▶ _Task requirements_: Reproduce the passage on activities for seniors with dementia below, word for word and in full.

▶ _Selected excerpt_:
■ ■ ■ ■

It can be difficult, but try not to worry about how others may react should your loved one have an outburst. If they are consistently disruptive in public, then adult day care for seniors with dementia may be a good option. Adult day care centers provide activities and social opportunities in a secure, supervised setting. The staff are trained to handle the quirks and challenges that dementia brings and your loved one will be able to interact with their peers and engage in activities that match their abilities. An added plus is that you are able to enjoy some respite!
Engage in physical exercise
It can be difficult for seniors to continue engaging in physical activity as their mobility levels change and cognitive issues prevent them from adapting their routines. According to Kallmyer, elders with dementia often begin to wander because they are not getting enough exercise. Daily walks are an excellent way for a senior with dementia to get some fresh air and maintain their mobility. Even gentle physical activity can help reduce agitation and improve how your loved one sleeps at night. If the weather isn’t conducive to outside activities like walking, consider taking a stroll around the local indoor mall or trying gentle exercise programs like seated yoga.
Find meaning, even in the mundane
Try to make activities meaningful, rather than choosing ones aimed at simply passing time. Even though your parent may not remember different activities they do, try to encourage hobbies that they seem to enjoy in the moment. While folding laundry or snapping green beans for dinner may not seem exciting to you, many dementia patients find a sense of purpose in these simple activities. When they believe they are making a valuable contribution, it adds to their general happiness and helps them feel more grounded.
Handling a Reluctant or Resistant Elder
A major concern for dementia caregivers is that their loved ones often become withdrawn and resistant to participating in any activities at some point. In these situations, it is important to do some creative problem-solving. Elders often push back against their family members’ ideas because they feel they’re being told what to do and wish to exert some control over their daily life. Sometimes the solution is as simple as recruiting a new or different person to initiate and participate in activities with your loved one. Friends, extended family and even paid companions can help draw a resistant senior out of their shell.

■ ■ ■ ■

[Point-per-instance localization data]
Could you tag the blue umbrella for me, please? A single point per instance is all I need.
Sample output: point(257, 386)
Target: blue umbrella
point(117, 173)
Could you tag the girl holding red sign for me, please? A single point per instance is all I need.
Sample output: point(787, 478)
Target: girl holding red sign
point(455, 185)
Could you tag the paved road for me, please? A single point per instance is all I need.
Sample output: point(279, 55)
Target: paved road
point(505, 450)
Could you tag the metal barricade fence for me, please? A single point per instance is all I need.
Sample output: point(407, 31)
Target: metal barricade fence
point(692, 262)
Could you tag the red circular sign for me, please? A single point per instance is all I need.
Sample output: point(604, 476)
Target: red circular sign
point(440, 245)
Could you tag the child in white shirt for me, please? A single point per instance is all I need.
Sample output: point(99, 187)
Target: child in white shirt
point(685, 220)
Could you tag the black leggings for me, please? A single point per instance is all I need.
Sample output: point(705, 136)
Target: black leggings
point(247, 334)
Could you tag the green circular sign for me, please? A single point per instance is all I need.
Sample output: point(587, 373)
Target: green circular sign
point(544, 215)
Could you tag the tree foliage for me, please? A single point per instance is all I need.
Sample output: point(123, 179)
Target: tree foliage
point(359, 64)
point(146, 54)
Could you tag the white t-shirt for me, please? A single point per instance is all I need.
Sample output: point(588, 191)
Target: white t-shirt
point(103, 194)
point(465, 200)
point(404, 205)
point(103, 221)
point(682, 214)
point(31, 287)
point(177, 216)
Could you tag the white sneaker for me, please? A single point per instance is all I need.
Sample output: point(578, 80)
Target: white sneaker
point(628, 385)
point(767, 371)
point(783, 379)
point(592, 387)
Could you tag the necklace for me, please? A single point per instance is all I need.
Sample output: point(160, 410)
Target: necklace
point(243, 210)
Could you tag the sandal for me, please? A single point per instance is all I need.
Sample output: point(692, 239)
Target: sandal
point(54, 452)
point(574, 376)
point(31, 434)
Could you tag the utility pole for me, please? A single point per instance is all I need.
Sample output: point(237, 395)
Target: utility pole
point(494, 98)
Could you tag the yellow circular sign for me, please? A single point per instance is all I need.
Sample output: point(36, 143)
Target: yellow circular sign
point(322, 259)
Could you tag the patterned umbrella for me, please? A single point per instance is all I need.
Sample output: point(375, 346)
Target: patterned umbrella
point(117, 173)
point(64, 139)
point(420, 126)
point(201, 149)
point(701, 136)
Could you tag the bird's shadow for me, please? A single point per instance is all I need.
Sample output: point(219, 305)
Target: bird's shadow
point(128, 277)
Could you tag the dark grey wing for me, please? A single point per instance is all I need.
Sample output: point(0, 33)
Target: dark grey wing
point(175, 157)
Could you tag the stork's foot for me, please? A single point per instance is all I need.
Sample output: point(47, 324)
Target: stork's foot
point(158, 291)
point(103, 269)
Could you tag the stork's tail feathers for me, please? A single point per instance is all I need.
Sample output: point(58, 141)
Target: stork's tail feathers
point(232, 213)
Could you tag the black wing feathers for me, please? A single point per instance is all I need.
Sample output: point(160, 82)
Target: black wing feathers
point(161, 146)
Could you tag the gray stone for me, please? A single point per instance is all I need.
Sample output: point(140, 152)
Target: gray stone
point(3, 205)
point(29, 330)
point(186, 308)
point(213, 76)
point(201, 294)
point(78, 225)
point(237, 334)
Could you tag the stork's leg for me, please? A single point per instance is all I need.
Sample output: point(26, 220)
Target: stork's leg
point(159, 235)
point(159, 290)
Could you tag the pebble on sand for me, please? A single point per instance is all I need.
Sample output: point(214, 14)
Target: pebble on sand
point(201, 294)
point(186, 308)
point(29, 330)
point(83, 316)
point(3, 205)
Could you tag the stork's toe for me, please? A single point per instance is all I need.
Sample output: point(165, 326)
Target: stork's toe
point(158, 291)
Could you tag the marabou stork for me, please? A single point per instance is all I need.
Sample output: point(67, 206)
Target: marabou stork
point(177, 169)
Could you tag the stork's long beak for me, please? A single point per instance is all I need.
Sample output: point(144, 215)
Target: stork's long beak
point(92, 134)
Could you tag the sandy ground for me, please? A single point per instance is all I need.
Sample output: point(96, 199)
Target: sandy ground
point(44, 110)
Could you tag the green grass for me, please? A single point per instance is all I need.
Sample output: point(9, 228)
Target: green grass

■ ■ ■ ■

▶ _Reply_:
It can be difficult, but try not to worry about how others may react should your loved one have an outburst. If they are consistently disruptive in public, then adult day care for seniors with dementia may be a good option. Adult day care centers provide activities and social opportunities in a secure, supervised setting. The staff are trained to handle the quirks and challenges that dementia brings and your loved one will be able to interact with their peers and engage in activities that match their abilities. An added plus is that you are able to enjoy some respite!
Engage in physical exercise
It can be difficult for seniors to continue engaging in physical activity as their mobility levels change and cognitive issues prevent them from adapting their routines. According to Kallmyer, elders with dementia often begin to wander because they are not getting enough exercise. Daily walks are an excellent way for a senior with dementia to get some fresh air and maintain their mobility. Even gentle physical activity can help reduce agitation and improve how your loved one sleeps at night. If the weather isn’t conducive to outside activities like walking, consider taking a stroll around the local indoor mall or trying gentle exercise programs like seated yoga.
Find meaning, even in the mundane
Try to make activities meaningful, rather than choosing ones aimed at simply passing time. Even though your parent may not remember different activities they do, try to encourage hobbies that they seem to enjoy in the moment. While folding laundry or snapping green beans for dinner may not seem exciting to you, many dementia patients find a sense of purpose in these simple activities. When they believe they are making a valuable contribution, it adds to their general happiness and helps them feel more grounded.
Handling a Reluctant or Resistant Elder
A major concern for dementia caregivers is that their loved ones often become withdrawn and resistant to participating in any activities at some point. In these situations, it is important to do some creative problem-solving. Elders often push back against their family members’ ideas because they feel they’re being told what to do and wish to exert some control over their daily life. Sometimes the solution is as simple as recruiting a new or different person to initiate and participate in activities with your loved one. Friends, extended family and even paid companions can help draw a resistant senior out of their shell.